Excerpted data |
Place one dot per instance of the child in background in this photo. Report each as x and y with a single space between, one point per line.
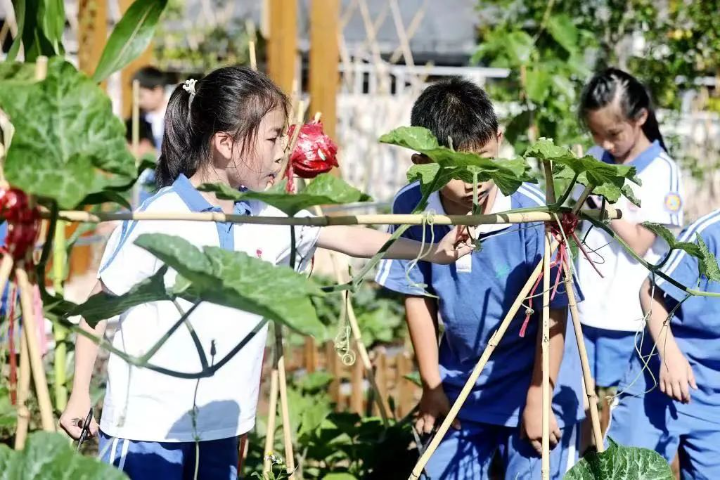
227 128
504 411
683 414
619 114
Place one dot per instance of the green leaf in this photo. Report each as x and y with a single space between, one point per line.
130 37
621 463
326 189
508 175
102 306
538 84
67 143
237 280
49 456
563 31
607 180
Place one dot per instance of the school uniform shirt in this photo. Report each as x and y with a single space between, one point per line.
142 404
613 303
695 326
473 297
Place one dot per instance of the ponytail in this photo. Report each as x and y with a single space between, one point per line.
632 95
229 99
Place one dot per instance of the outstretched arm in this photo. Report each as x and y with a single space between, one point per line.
366 242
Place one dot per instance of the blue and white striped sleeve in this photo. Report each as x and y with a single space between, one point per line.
662 194
401 275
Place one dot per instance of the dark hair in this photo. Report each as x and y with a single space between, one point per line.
144 131
456 109
150 77
230 99
632 95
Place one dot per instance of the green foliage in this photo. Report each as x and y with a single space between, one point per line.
40 27
621 463
49 456
326 189
130 37
67 142
707 263
237 280
607 180
508 175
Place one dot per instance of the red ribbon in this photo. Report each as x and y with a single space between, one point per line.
568 223
314 153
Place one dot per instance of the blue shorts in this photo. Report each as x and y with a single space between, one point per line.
656 424
609 354
466 454
171 460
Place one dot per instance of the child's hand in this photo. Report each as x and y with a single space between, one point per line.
457 243
74 415
676 375
434 406
531 426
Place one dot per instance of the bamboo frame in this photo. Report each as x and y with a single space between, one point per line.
322 221
470 383
588 383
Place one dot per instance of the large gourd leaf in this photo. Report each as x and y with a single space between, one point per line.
67 143
607 180
621 463
49 456
326 189
707 263
130 37
508 175
237 280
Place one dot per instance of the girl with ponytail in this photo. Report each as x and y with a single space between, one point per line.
226 128
617 110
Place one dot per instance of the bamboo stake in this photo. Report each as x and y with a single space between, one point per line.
272 413
38 370
23 393
380 399
588 382
321 221
287 430
5 270
470 383
546 406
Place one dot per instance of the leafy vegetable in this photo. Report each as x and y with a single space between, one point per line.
508 175
326 189
707 263
130 36
237 280
621 463
67 143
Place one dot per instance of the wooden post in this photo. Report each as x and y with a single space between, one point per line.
357 392
92 33
546 391
324 61
282 44
588 382
475 374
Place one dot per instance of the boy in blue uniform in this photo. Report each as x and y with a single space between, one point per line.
503 413
683 414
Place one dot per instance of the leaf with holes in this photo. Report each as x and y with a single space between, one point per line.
49 456
508 175
621 463
326 189
130 37
67 143
237 280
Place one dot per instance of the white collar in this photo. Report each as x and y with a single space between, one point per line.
502 203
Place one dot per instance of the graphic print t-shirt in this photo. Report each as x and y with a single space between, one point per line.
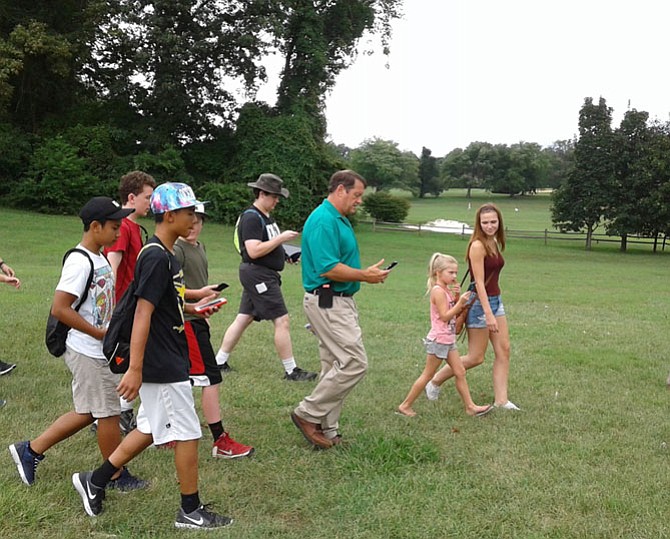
160 281
256 226
99 298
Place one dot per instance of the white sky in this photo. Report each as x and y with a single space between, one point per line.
503 71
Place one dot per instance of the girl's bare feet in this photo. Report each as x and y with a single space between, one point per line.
406 410
479 411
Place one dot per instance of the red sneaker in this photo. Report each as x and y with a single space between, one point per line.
227 448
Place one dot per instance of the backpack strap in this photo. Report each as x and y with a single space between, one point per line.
89 280
148 246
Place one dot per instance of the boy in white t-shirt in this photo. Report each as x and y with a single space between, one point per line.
93 384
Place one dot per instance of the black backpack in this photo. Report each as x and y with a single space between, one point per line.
116 344
56 332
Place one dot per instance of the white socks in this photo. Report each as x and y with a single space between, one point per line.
289 364
222 357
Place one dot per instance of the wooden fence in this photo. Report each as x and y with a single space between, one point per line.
544 235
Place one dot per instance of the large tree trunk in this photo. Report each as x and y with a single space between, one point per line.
589 237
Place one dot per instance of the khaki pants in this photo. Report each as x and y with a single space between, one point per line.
343 360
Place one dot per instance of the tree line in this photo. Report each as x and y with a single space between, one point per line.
90 89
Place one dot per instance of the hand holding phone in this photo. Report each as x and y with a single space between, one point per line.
218 302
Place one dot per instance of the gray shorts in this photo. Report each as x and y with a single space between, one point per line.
439 350
93 385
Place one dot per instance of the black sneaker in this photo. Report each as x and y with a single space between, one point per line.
127 482
201 519
127 421
91 495
25 462
298 375
6 367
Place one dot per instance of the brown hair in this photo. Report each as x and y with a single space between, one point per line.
133 183
479 234
347 178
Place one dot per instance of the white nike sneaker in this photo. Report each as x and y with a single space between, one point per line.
200 519
432 391
509 405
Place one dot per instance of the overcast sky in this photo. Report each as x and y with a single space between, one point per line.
503 72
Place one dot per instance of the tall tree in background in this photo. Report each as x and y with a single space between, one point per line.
429 177
559 157
42 46
318 39
469 168
174 62
581 202
641 175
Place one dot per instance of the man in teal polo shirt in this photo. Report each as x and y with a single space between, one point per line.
331 275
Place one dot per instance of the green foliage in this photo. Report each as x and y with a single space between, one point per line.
385 167
580 202
15 150
208 160
284 145
58 180
164 165
384 206
44 81
319 40
226 201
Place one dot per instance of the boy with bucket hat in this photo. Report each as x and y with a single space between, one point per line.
260 244
159 366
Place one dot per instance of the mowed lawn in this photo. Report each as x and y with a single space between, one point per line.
586 456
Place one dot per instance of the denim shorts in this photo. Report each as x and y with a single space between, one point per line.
476 316
438 349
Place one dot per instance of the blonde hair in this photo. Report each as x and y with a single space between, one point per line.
438 262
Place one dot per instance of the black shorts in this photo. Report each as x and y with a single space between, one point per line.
262 297
204 370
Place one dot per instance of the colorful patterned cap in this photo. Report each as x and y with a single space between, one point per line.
172 196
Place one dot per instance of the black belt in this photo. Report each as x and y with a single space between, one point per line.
338 294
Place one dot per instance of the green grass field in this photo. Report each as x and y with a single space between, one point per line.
586 456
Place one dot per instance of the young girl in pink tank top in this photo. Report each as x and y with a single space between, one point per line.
445 303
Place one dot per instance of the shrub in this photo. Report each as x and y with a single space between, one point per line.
384 206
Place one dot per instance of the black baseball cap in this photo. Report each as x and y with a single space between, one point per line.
103 209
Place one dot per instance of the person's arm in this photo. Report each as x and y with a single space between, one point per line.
207 291
345 274
13 281
442 304
130 383
257 249
9 272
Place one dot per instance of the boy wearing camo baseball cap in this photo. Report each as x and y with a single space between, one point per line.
159 365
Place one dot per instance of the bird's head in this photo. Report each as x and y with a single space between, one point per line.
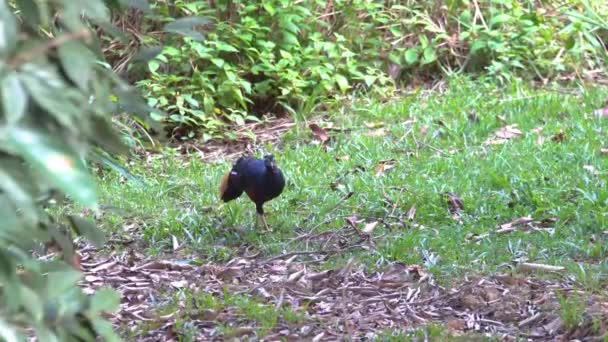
269 162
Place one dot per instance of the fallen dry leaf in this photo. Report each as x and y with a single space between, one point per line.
592 170
343 158
601 113
511 226
540 140
353 221
369 227
423 130
179 283
374 124
376 132
411 213
473 117
508 132
175 242
537 130
319 132
528 267
384 166
455 205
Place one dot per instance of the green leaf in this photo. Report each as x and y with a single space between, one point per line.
93 9
149 53
499 19
105 330
268 8
29 12
104 300
8 29
88 229
141 5
56 160
10 333
218 62
153 66
77 60
49 90
221 46
411 56
59 282
369 79
185 26
14 98
342 82
32 303
428 56
21 197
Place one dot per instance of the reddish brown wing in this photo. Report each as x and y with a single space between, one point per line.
224 185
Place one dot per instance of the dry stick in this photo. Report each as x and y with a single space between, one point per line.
528 266
53 43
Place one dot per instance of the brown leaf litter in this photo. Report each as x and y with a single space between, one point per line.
349 301
269 131
504 134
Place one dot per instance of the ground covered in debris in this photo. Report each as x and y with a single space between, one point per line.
287 298
438 214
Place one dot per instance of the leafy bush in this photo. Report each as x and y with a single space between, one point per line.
286 56
54 105
261 57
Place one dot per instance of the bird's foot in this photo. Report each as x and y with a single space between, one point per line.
265 226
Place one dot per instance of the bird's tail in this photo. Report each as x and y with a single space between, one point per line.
230 188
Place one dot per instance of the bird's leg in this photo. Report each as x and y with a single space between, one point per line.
260 217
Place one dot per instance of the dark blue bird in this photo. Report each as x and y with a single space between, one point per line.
261 179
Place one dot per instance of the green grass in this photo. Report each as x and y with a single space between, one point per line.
497 184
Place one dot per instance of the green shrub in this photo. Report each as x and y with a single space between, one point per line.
262 57
287 56
54 106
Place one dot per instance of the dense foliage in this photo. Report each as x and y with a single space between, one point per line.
282 56
55 103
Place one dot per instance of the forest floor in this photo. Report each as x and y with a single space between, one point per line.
467 212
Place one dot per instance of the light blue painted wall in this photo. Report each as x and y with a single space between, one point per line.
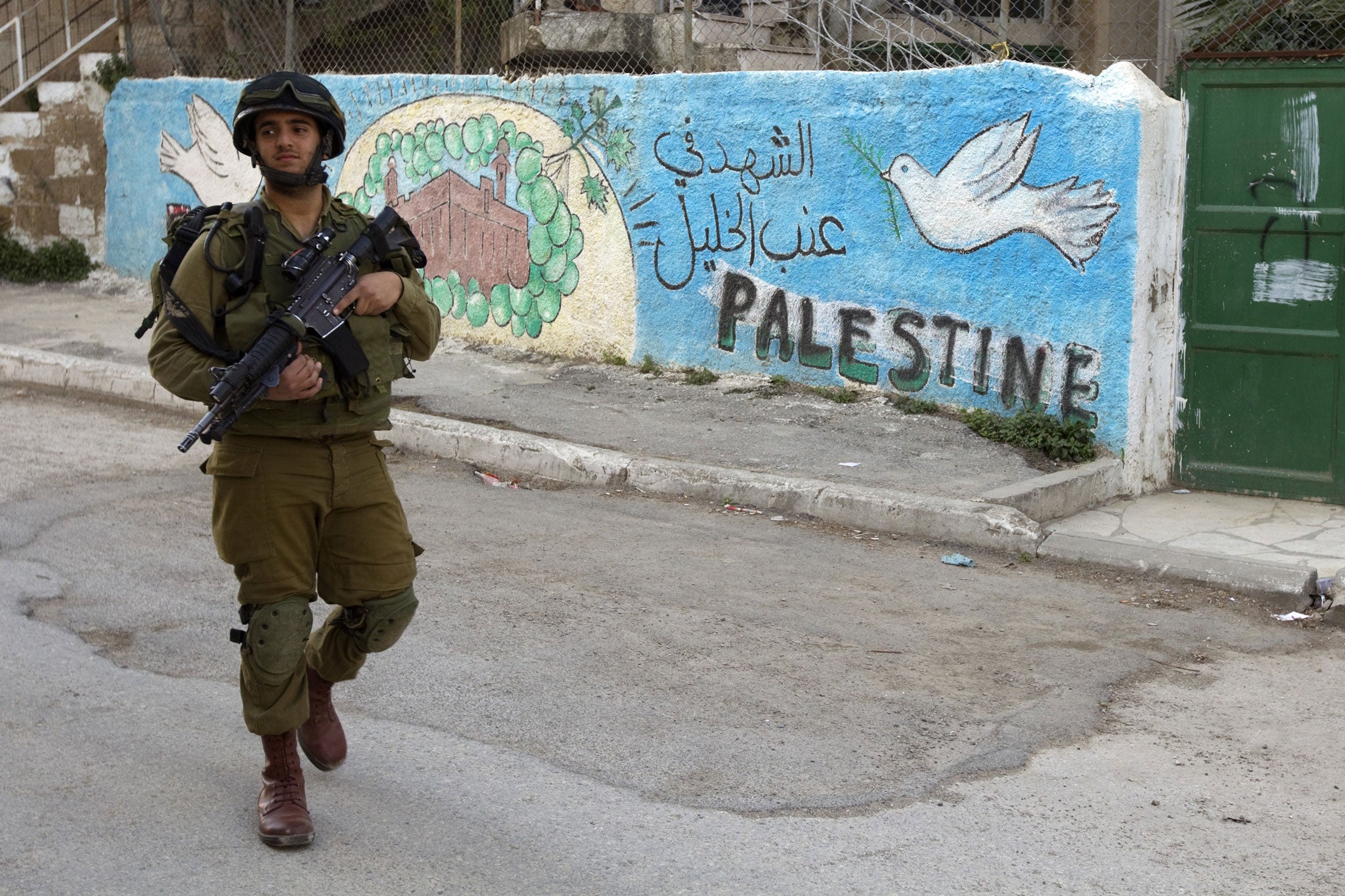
1021 288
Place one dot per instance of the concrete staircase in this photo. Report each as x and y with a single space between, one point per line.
53 164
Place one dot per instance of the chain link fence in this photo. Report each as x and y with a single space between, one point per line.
514 38
1254 28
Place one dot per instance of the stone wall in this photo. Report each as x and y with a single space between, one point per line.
53 164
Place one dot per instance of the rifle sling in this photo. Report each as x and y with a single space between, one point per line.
190 328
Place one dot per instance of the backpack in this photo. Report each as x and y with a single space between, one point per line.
183 233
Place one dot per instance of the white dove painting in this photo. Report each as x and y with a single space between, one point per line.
211 165
979 198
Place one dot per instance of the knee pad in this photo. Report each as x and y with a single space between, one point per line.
277 633
377 625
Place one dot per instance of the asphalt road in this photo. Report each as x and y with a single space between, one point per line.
607 694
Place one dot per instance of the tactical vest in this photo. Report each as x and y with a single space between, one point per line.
362 408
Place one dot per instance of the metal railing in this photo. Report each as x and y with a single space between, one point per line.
512 38
37 39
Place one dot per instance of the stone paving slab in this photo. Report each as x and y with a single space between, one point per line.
1235 526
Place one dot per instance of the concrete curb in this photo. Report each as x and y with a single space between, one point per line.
1060 495
1287 585
961 522
84 375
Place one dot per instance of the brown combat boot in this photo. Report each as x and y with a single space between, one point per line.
322 736
282 809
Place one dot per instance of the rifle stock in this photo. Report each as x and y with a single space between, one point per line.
323 282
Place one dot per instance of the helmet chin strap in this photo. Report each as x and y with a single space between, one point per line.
313 177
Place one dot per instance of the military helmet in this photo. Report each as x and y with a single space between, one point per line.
288 91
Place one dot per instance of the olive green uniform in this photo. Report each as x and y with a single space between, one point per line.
303 503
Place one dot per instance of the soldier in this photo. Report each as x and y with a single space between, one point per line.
301 492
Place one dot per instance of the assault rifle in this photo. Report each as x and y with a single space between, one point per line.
323 281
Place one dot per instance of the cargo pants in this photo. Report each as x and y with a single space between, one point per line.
307 517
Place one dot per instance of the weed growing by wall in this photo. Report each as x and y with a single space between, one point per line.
65 259
1034 429
112 70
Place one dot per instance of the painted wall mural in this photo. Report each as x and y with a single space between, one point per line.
759 222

What the exercise asks |
Set down only the lines running from the line with "Place one dot per instance of the painted" to the end of the entries above, both included, exactly as they stand.

Answer to the problem |
Place one dot per instance of the painted wall mural in this photo. Report each as x and y with a single space between, one point per line.
759 222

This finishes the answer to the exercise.